Records shown:
-- Start --

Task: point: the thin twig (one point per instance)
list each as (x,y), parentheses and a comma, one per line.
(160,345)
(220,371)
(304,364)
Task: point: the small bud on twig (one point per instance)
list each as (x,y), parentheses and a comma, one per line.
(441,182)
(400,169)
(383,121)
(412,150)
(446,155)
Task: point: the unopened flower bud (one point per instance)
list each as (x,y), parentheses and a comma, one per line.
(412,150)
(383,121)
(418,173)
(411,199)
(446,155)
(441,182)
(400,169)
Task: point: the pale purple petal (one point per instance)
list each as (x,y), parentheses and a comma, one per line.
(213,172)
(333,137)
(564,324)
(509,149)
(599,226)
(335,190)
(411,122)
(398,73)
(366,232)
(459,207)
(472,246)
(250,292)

-- End --
-- Start --

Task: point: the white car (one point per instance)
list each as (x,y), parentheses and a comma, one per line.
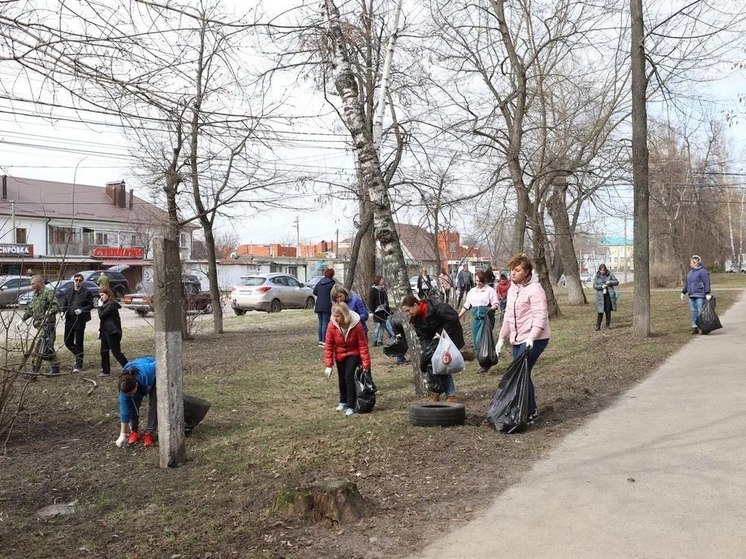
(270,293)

-- End --
-- Start --

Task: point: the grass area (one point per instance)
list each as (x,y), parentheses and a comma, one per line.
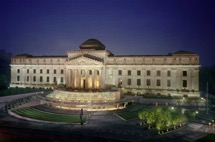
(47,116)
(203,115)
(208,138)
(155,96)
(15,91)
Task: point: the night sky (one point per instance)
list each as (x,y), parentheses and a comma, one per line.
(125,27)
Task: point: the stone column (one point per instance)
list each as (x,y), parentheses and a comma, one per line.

-- End --

Locate each line of the data above that contains the string "twig" and copy those lines out in full. Case matters.

Final result:
Task: point: the thin twig (one point per instance)
Task: point: the small bud on twig (one point per instance)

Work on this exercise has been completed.